Activities -
(a) Answer these from the court opinion on Chapter 93A:
(i) Which statute's first paragraph does it say expressly permits the water sale?
(ii) Under that statute, what vote of its city council does a city need?
(iii) Which count will be dismissed?
(b) Please copy the court opinion on Chapter 93A word for word, starting with "The evident purpose" and going on through "therefore be dismissed.".
(c) Proceed with the court opinion on Chapter 93A from its last sentence.

Document text -
::::::::::

As to most of what is alleged in the complaint, it is clear that the City was engaged in the traditional municipal function of providing potable water and fire protection to its inhabitants, and so was not engaged in trade or commerce. The only arguable exception is in paragraph 11, in which it is alleged that on June 1, 2005 the Town began selling water to the Town of Mendon.3 This is, however, expressly contemplated and permitted by the first paragraph of G.L.c. 40, §38, which provides as follows:

A city, by a two thirds vote of its city council, ratified by a majority of the voters thereof at' an election called for the purpose, or a town, by action of its selectmen, ratified by a majority of its voters present and voting thereon at a town meeting at which the voting list shall be used, may, for the purpose of supplying water to itself and its inhabitants, purchase of any municipal or other corporation the right to take water from its sources of supply or from its pipes; or may purchase its whole water rights, estates, franchises and privileges, and thereby become entitled to all its rights and privileges and subject to all its duties and liabilities; or, by its board of water commissioners or officers performing like duties, may contract with any such corporation for a supply of water. Any municipal corporation, by its water department, may make such a sale or enter into such a contract to supply water to a city or town.

The evident purpose of the statute is to permit cities and towns, whose water supplies may be unevenly distributed and/or developed among them, to share water and the cost thereof, somewhat as municipal fire departments render mutual aid. See G.L.c. 49, §59A. Such sharing is as much a traditional municipal function as is procuring water from a water company, or supplying it to the town’s inhabitants. It is not, in other words, “trade or commerce” so as to subject a municipality to liability under Chapter 93A. Count VI will therefore be dismissed.

::::::::::

Given records -
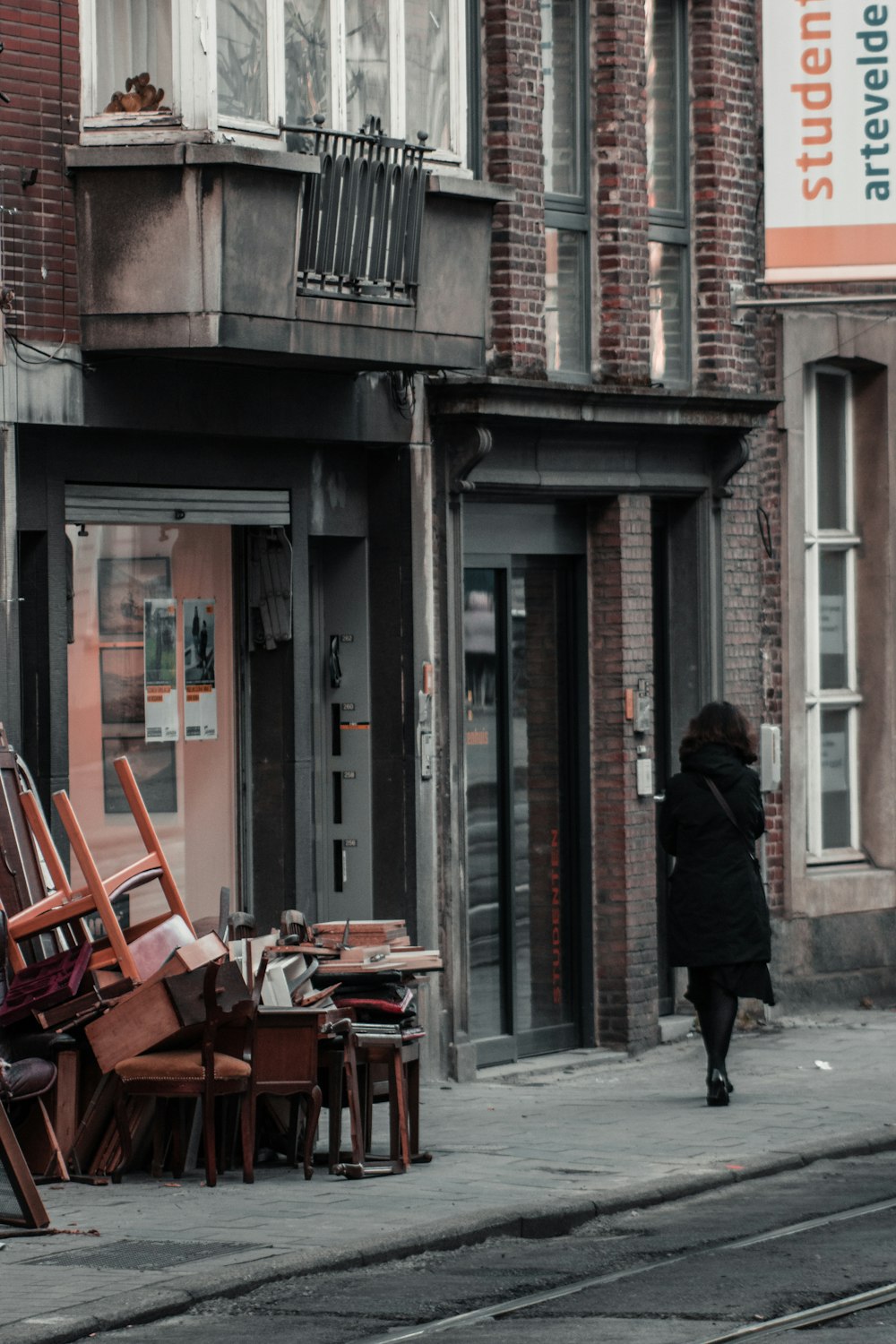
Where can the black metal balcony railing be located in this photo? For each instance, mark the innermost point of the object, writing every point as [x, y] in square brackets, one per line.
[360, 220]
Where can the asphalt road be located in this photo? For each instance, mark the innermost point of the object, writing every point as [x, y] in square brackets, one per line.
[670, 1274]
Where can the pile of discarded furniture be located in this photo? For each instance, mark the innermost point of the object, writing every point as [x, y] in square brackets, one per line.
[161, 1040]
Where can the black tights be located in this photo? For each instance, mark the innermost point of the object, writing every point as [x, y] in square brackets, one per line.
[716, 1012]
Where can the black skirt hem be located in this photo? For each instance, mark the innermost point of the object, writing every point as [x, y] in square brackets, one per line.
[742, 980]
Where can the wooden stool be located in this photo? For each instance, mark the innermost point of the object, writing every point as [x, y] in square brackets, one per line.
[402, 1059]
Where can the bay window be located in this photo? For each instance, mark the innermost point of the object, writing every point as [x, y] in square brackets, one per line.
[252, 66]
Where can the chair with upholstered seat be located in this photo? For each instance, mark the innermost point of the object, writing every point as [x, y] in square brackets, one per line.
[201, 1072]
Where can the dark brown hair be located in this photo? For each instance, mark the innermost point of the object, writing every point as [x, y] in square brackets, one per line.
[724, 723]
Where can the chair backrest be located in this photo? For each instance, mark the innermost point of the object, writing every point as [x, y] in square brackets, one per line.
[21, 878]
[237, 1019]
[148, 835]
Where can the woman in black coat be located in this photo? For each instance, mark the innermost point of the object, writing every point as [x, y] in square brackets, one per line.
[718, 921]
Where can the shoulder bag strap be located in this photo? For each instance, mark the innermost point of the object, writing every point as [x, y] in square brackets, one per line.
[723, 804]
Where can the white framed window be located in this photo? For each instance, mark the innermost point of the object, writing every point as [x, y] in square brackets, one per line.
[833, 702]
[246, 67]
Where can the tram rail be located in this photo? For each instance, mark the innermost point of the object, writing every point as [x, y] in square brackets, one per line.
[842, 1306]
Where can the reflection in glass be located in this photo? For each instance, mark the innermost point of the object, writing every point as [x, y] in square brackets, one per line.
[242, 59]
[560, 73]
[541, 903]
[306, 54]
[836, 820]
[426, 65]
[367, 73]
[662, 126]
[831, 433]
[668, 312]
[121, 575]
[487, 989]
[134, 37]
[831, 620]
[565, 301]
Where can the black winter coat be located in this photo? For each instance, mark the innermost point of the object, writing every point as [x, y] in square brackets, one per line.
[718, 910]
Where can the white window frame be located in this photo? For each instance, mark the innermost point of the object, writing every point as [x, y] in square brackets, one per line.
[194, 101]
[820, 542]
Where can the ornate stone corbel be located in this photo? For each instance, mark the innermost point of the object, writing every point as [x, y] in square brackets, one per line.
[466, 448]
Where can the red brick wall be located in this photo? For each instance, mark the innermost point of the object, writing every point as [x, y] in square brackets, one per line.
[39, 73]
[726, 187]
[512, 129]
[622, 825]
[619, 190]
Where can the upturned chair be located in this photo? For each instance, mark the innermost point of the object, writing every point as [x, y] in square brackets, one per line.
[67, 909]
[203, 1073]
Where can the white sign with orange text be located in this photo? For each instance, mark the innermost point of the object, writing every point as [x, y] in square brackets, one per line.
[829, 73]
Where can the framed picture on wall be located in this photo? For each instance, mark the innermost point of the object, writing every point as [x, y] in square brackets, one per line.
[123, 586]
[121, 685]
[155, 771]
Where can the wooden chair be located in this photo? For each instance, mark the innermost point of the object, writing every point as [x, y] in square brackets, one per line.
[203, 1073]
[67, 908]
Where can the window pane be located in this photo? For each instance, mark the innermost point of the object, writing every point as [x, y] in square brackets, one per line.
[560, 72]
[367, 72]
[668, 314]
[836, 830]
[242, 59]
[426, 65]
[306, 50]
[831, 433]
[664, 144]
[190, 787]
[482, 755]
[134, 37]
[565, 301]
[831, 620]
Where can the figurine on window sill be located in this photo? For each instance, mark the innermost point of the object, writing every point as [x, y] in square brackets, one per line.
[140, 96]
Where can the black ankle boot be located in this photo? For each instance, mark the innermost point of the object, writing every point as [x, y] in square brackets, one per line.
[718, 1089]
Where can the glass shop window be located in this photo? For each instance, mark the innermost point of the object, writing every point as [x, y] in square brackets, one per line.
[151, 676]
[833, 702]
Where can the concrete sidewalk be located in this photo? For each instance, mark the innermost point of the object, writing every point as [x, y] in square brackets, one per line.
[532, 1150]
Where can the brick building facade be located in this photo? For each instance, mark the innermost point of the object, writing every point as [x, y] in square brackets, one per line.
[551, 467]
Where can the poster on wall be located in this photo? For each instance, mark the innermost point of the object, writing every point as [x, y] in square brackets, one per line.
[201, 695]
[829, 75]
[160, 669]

::::::::::

Task responses -
(a)
(i) G.L.c. 40, §38
(ii) A two thirds vote
(iii) Count VI

(b)
The evident purpose of the statute is to permit cities and towns, whose water supplies may be unevenly distributed and/or developed among them, to share water and the cost thereof, somewhat as municipal fire departments render mutual aid. See G.L.c. 49, §59A. Such sharing is as much a traditional municipal function as is procuring water from a water company, or supplying it to the town’s inhabitants. It is not, in other words, “trade or commerce” so as to subject a municipality to liability under Chapter 93A. Count VI will therefore be dismissed.

(c)
C. The Selectmen Defendants

Finally, it is the Water and Sewer Commission, not the Board of Selectmen, which has “exclusive charge and control of the water department and water system.” G.L.c. 41, §69B (defining powers of water commissioners); see St. 1982, c. 578 (investing the Hopedale Board of Water and Sewer Commissioners with all the powers and duties of water commissioners). When a town has a water department, its contracts for the supply of water — whether procuring it from a water company or another town, or supplying it to another town — are made “by its water department.” G.L.c. 41, §38. The members of the Water and Sewer Commission therefore are, in their representative capacities, proper defendants here as to the remaining counts. The Selectmen are not, and will be dismissed.

ORDER

For the reasons that follow, the defendants’ Motion to Dismiss Counts III - VI of the Complaint is ALLOWED. Counts III, IV, V and VI are dismissed, and defendants Ryan, Collins, and Arcudi are dismissed as to all counts.

The plaintiffs arguments that water is “energy” and that a private water company is a “governmental entity,” so as to except the dealings of these parties from Chapter 30B under sections 1(3) and 1(9) thereof, so torture the plain language of the statute as not to require further discussion.

It is not clear from the bare-bones allegations of the Complaint why the plaintiff would complain of this. The 1948 contract is not attached or much described, and the Complaint does not allege that the contract prohibits Hopedale’s sale of water to a neighboring town (indeed, the complaint is not explicit as to whether the water sold to Mendon was supplied by the plaintiff).